■ **出典の抜粋**:
■ ■ ■ ■

安芸高田市石丸市長を応援する人たち(6)ポピュリズムの時代・簡単である議員対応をなぜ難しくするのか

■私の仮説の再復習
 6回目は、簡単である議員対応をなぜこんなに難しくするのかである。
 私の仮説は、石丸市長は市長になってはみたものの、すぐに向いてないと気づき、自分の論破力で、ひろゆき的地位を目指すようになったというものである。
 だから、たいして話題にならない政策の実現よりも、政策をテコとした対立・劇場型の設定を考えるようになったのではないか。
 この仮説から言うと、議会対応をうまくやってもたいして話題にならないが、議員を悪の権化のようにすれば、対立・劇場型の展開になり、注目を浴びることになる。
■でも最近は「本当に政策力がない」と思い始めた
 図らずも石丸市長の政策力を考えることになり、私の仮説が揺らぎ始めた。本当は政策ができるのだけれども、ひろゆき的地位を目指すためにあえて対立・劇場型にしていると考えていたが、最近では、政策をつくり上げた体験も、政策を創り上げる力もないのではと思い始めた。
 アイディアは思いつくだろうが、基本ができていないので、それを体系化できない。また、人と水平の関係で話し合いながら、距離を詰めていくということができないから、合意形成ができず、結局、思い付きで頭ごなしの単発アイディアになってしまう。
 30代から40代は、プロジェクトを任され、企画を何本も出せるときで、この時に、体系化や合意形成力を学び、大いに力をつけるときであるが、銀行時代には、そうした機会を与えられなかったのだろう。気の毒だと思うが、そういうことなのだろう。
 さて、本題は、簡単な議員対応をなぜこんなに難しくするのかである。

1.お人好しでなければ議員にならない
■応援者は、「体験なし」で語っているのではないか
 
 地域活動や社会活動は、若者を大人にする揺籃器だと言われている。人格形成期に、こういう体験して人は大人になっていく。
 ヤフコメを見ると、スマホやパソコンに閉じこもり、こうした地域活動や社会活動の体験がなく、十分な揺籃期を過ごしていないのではないかと思えるような発言に出会うことがある。

■ ■ ■ ■

■ **生データ**:
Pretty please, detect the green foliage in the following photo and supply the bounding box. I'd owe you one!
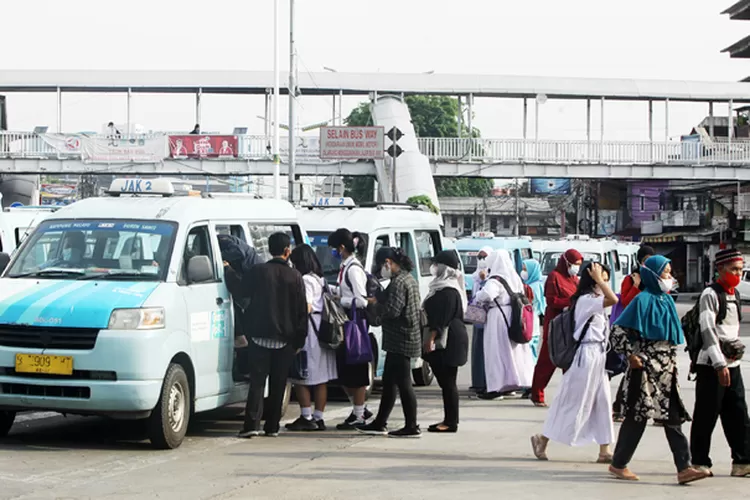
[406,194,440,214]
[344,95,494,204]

■ ■ ■ ■

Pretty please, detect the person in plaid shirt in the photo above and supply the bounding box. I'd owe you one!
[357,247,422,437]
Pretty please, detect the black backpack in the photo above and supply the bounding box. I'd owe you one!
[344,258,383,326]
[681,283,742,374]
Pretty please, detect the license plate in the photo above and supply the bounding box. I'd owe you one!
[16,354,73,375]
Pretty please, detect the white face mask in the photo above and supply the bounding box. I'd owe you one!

■ ■ ■ ■

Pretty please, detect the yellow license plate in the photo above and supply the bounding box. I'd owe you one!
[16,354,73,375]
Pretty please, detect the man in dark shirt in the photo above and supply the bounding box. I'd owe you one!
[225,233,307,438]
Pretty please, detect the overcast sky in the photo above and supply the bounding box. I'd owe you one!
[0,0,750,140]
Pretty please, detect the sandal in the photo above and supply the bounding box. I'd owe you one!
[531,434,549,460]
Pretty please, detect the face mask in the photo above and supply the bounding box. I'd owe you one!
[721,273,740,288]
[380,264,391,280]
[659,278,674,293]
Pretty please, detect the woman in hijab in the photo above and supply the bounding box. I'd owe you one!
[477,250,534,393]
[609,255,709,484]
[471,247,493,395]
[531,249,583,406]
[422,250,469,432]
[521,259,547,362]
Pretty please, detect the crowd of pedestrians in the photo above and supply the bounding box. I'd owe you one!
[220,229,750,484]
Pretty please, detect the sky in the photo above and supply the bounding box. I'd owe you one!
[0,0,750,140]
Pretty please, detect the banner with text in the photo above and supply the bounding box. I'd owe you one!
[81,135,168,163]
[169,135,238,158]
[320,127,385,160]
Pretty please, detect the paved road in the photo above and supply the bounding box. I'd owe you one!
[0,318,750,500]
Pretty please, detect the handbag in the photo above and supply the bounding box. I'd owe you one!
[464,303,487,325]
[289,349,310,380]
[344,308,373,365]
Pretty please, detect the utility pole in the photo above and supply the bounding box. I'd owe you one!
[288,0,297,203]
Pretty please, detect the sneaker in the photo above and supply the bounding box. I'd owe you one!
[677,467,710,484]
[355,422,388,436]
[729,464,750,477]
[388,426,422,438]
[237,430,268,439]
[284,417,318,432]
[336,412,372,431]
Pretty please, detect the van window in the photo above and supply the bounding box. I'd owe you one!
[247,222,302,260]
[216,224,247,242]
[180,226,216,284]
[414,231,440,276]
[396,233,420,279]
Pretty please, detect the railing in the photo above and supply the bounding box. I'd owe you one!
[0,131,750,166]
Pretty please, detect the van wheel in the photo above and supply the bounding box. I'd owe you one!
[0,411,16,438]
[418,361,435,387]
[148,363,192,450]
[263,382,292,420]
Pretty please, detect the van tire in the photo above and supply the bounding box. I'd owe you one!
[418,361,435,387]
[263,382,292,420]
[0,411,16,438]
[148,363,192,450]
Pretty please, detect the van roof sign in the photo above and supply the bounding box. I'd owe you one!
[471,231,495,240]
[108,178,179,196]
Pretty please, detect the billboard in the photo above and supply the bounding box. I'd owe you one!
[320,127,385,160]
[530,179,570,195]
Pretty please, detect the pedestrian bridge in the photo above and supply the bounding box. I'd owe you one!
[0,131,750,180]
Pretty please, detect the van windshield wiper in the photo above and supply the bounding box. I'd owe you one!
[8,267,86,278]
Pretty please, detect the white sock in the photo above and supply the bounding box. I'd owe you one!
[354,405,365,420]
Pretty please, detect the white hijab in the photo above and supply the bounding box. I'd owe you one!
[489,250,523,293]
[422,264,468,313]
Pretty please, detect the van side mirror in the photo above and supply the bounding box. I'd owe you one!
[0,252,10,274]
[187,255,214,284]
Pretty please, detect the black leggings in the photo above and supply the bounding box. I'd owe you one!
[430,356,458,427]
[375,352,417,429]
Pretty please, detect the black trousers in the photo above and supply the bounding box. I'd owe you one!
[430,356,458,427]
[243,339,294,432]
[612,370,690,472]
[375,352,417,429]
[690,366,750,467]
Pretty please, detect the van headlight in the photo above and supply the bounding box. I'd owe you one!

■ ■ ■ ■

■ **課題**:
1/ 上にある石丸市長についての文章から、「だから、たいして話題にならな」から「が、そういうことなのだろう。」までを、その語句も含めてそのまま出力すること。
2/ 石丸市長についての文章で、筆者の仮説では、石丸市長は市長になってから何によってどのような地位を目指すようになったとされているか。
3/ 石丸市長についての文章の最後の文の後から、続きを書き継ぐこと。

■ **各課題の解答**:
1/
だから、たいして話題にならない政策の実現よりも、政策をテコとした対立・劇場型の設定を考えるようになったのではないか。
 この仮説から言うと、議会対応をうまくやってもたいして話題にならないが、議員を悪の権化のようにすれば、対立・劇場型の展開になり、注目を浴びることになる。
■でも最近は「本当に政策力がない」と思い始めた
 図らずも石丸市長の政策力を考えることになり、私の仮説が揺らぎ始めた。本当は政策ができるのだけれども、ひろゆき的地位を目指すためにあえて対立・劇場型にしていると考えていたが、最近では、政策をつくり上げた体験も、政策を創り上げる力もないのではと思い始めた。
 アイディアは思いつくだろうが、基本ができていないので、それを体系化できない。また、人と水平の関係で話し合いながら、距離を詰めていくということができないから、合意形成ができず、結局、思い付きで頭ごなしの単発アイディアになってしまう。
 30代から40代は、プロジェクトを任され、企画を何本も出せるときで、この時に、体系化や合意形成力を学び、大いに力をつけるときであるが、銀行時代には、そうした機会を与えられなかったのだろう。気の毒だと思うが、そういうことなのだろう。

2/ 自分の論破力で、ひろゆき的地位を目指すようになったとされている。

3/
 ただ、noteの読者ならば、若いとき、あるいは現在でも、地域活動などをしている人も多いだろう。
■簡単な話、地域活動で出会う議員を思い出してほしい。みんなフレンドリーではないか
 
だから、簡単な話、地域活動や社会活動で出会う議員の顔を思い出してほしい。そこには、悪の権化みたいな人はいるか、みんなフレンドリーではないか。
 もしかして、地方議員と付き合ったことがないという人が安芸高田市や石丸市長を論じているのではないか。そんな風に思うようになった。
 当の石丸市長も、青年期の揺籃期に、地域活動をしたという体験がないのかもしれない。
フレンドリーでないと選挙に落ちてしまう
 
地域で出会う議員は、みなフレンドリーである。なぜ地方議員はフレンドリーなのか。
 簡単な話、フレンドリーでないと選挙に落ちてしまうからである。高飛車であったり、強引であったら、住民は推薦してくれないし、投票してくれない。
 選挙に落ちると、いきなり無職になってしまう。ちなみに議員には失業手当もない。
 だから誰とでもフレンドリーに話すし、人の話をよく聞いてくれる(聞いているように振舞う舞う)。
■何年勤めても退職金も厚生年金もない。こんな勤務条件で働くのはもの好きか、お人好し
 議員の場合、給料月32万5千円は、若いうちはいいかもしれないが、何年やっても昇給なく、50歳になっても、子どもが大学に通うようになっても、同じ額面で32万5千円である(今後はさらに下がる可能性の方が大きい)。
 家族がいても扶養手当もない。厚生保険も厚生年金もない。退職金も出ない。さらにはネットで晒されても忍の一字である。繰り返すが、選挙に落ちれば、無職である。失業手当もない。
 こんな悪い勤務条件で働くのは、もの好きか、お人好しでなければやらないだろう。たいていは、地域の人に押され、頼まれて出るが、まあ、お人好しとしか言いようがない。
■議会のないときは、他の町にアルバイトに行く
 
ある地方に住む若い友人は、その町の議員をやっているが、議員報酬が安芸高田市よりさらに安いため、議会のないときは、他の町にアルバイトに行く。現場の後片付けのような仕事とのことである。
 大企業に勤めていたが、それを辞めて、家族で田舎のまちに移り住んだ。理由は詳しくは聞いてないが、いろいろあるのだろう。お金には執着しないが、家族の生活費は必要で、ときどきバイトに行く。
 みんなに請われて議員になり、議員を続けているが、奥さんからは、安定した仕事についてと、いつも言われていると笑っている。
■議員には利権がある?
 たしかに開発の時代は、未公開情報がいっぱいあって、それを事前に知る議員はおいしい仕事だった。しかし、今は、開発はほとんどなくなった。
 逆に情報公開、内部通報の時代になって、ちょっとでもおかしなことをすれば、すぐに公にされ、通報される。
 公人ということで、プライバシーもさらされる。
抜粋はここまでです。